WORK ORDER: Type out the records that follow, exactly as given.

>>>>>

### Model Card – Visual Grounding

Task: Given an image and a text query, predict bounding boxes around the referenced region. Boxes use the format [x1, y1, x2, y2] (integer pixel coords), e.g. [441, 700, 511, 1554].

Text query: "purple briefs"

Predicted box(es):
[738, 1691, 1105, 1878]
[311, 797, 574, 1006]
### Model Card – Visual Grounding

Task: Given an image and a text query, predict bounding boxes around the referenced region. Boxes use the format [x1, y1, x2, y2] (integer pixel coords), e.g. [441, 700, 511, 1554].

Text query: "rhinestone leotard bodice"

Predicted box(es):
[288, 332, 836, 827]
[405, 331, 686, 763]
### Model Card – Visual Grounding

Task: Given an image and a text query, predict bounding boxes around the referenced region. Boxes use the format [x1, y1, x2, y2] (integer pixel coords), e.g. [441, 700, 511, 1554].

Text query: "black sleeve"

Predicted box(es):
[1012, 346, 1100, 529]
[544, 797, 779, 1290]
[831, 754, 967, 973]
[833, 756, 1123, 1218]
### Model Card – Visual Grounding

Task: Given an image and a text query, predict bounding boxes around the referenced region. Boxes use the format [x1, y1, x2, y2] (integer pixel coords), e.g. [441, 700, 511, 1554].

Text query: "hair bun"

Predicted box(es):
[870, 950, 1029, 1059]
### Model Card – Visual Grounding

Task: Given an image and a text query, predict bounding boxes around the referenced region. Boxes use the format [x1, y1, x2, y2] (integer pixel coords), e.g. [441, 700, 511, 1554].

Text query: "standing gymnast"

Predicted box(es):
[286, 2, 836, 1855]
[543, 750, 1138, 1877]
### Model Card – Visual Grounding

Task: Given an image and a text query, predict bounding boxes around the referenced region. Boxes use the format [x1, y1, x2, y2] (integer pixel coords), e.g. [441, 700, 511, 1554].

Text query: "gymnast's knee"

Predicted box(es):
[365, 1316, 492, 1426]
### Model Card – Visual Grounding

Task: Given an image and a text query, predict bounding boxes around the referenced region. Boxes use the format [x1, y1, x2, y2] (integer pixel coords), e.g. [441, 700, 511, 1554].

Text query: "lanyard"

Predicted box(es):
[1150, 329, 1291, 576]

<<<<<

COMPLETED TASK:
### Model Card – Visual Grounding

Task: Given an image and a text query, predict bounding boxes around the referenced region. Boxes use the format [x1, y1, x2, y2] (integer pixel coords), e.g. [441, 700, 511, 1554].

Text query: "purple briefs"

Predicted box(es):
[738, 1691, 1105, 1878]
[311, 797, 574, 1006]
### Model Card – Visual Grounding

Task: Given an image and a text query, predict bounding boxes around the referenced region. Boxes use the format [x1, y1, x2, y2] (integer pixel coords), e.g. [441, 700, 511, 1554].

Text query: "rhinestone leotard bodice"

Predicted box(es):
[288, 332, 836, 827]
[405, 331, 686, 763]
### Model Card – Visual Grounding

Task: Given an image and a text query, predict bounding boxes around the referenced region. Boxes use the format [x1, y1, x2, y2] (integer pixel coords), e.g. [441, 700, 511, 1554].

Text query: "black sleeve"

Predicted box(es):
[1012, 346, 1100, 529]
[544, 797, 779, 1290]
[831, 754, 967, 973]
[833, 756, 1123, 1218]
### Model Card – Visual Grounding

Task: Given an image and a text query, predict bounding boxes around the referenced region. Boxes use the format [x1, y1, x2, y2] (integer pixel coords), e.g. [441, 700, 511, 1554].

Text query: "hair bun"

Predicted box(es):
[870, 950, 1029, 1059]
### Model Card – Visual Grounding

Task: Given an image and a text query, predict bounding boxes around the referenced region. Boxes use the format [x1, y1, x2, y2] (integer pixel coords), e.g. [441, 700, 511, 1554].

Text query: "standing gymnast"

Predicted box(es):
[286, 2, 836, 1855]
[543, 750, 1138, 1877]
### Model Card – Visual Grounding

Task: Given an image and a text query, predict bounding boxes around the referenced region. Boxes use the format [x1, y1, x2, y2] (integer pixel coords), e.g. [441, 700, 511, 1554].

Text query: "gymnast's knee"

Predicted box(es):
[365, 1316, 492, 1426]
### Model Card – Visual Grounding

Task: Given an image and a text query, predict bounding boxes around the referenced region. Boxes use the format [x1, y1, x2, y2] (integer pixel coords), e.g. [441, 700, 511, 1554].

Text query: "lanyard"

Predicted box(es):
[1150, 329, 1291, 576]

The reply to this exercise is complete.